**Given data:**

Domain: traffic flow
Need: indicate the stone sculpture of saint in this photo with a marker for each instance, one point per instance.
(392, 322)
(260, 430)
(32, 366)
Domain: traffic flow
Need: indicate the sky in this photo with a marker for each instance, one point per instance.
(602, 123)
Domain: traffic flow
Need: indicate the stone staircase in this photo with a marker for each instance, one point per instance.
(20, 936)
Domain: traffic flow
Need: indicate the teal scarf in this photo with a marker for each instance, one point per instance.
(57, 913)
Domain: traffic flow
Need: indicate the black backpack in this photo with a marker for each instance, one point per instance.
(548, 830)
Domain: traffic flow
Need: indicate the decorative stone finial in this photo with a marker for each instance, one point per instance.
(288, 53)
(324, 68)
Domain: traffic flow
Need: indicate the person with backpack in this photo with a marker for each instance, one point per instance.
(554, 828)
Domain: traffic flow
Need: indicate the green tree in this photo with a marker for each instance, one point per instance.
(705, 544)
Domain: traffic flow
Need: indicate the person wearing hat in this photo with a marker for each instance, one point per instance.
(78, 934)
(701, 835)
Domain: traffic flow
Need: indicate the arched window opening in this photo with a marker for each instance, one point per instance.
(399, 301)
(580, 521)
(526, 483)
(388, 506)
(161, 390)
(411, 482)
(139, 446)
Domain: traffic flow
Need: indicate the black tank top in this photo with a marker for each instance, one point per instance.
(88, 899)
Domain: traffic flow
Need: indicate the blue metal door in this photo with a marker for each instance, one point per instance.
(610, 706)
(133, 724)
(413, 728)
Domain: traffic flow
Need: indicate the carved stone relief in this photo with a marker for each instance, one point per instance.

**Requirement:** To complete the exercise, print all of the entries exactly.

**Result of the task:**
Domain: traffic flow
Need: indicate the stone sculpture of saint in this photo with a marker for each instance, one point per instance.
(392, 322)
(260, 430)
(32, 366)
Domain: traffic flow
Need: indicate the sky in this photo with a marker for each instance, one point per instance.
(602, 123)
Domain: traffic flow
Need: indicate the stone staircase in this photo with a marker for each instance, one point per instance.
(20, 936)
Domain: traffic flow
Need: indicate the teal scarf in this photo with a marker for each instance, one point per instance.
(57, 913)
Domain: traffic flow
Need: indicate the black backpack in this photo with a marker for each instance, one point per instance.
(548, 830)
Domain: traffic flow
Need: indicate the decorative stone finial in this photo with a marker for each instance, one point per instance.
(288, 53)
(324, 68)
Domain: traffic flow
Need: indicate the person with backpack in this photo with a marker for each instance, one point per instance.
(554, 828)
Domain: traffic flow
Need: indicate the green tree in this photo with a marker for each instance, one point per instance.
(705, 544)
Domain: traffic flow
Need: indicate the person wearing hat in this photo with a marker for each instance, one point per instance.
(78, 934)
(701, 835)
Domain: traffic flow
Need: indicate the arched window opening in this photo with a marker for each instance, one point per instance.
(399, 301)
(580, 521)
(526, 483)
(388, 506)
(161, 390)
(411, 482)
(139, 446)
Domain: traffic flow
Need: indicate the black tank top in this photo with a marker for each instance, one point per instance.
(88, 899)
Domain: traffic flow
Need: indicate the blue metal door in this photo with a marker for each instance, one point per instance.
(610, 706)
(133, 724)
(413, 728)
Domain: traffic flow
Need: indicate the carved stone relief in this photo with a marker for each instance, one point per instance.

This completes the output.